TASK GOAL
Give every line of the items below as a numbered list, leaving out any blank lines.

--- GIVEN DATA ---

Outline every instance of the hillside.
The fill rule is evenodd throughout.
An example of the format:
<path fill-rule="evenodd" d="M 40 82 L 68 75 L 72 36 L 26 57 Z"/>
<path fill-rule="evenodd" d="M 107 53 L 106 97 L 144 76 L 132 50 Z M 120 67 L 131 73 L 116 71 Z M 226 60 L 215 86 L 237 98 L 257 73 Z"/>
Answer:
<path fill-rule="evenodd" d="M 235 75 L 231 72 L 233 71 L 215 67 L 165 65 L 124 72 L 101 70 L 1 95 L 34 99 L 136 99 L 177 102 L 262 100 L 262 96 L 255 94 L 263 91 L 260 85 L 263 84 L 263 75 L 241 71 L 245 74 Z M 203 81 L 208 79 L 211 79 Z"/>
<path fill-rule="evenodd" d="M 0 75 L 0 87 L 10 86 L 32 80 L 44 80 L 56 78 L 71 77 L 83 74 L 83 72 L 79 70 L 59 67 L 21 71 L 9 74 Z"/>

---

TASK ANSWER
1. Outline every instance of the hillside.
2. The fill rule is evenodd throughout.
3. An example of the format:
4. <path fill-rule="evenodd" d="M 40 82 L 68 75 L 72 36 L 26 57 Z"/>
5. <path fill-rule="evenodd" d="M 107 53 L 106 97 L 144 76 L 132 50 Z M 120 67 L 131 73 L 116 71 Z M 226 60 L 215 86 L 237 98 L 257 73 Z"/>
6. Answer:
7. <path fill-rule="evenodd" d="M 235 75 L 231 72 L 233 71 L 215 67 L 165 65 L 124 72 L 101 70 L 1 95 L 34 99 L 136 99 L 177 102 L 262 100 L 262 96 L 255 94 L 263 91 L 260 85 L 263 84 L 263 75 L 241 71 L 245 74 Z M 203 81 L 208 79 L 211 79 Z"/>
8. <path fill-rule="evenodd" d="M 0 75 L 0 87 L 10 86 L 32 80 L 44 80 L 56 78 L 71 77 L 83 74 L 83 72 L 79 70 L 59 67 L 21 71 L 9 74 Z"/>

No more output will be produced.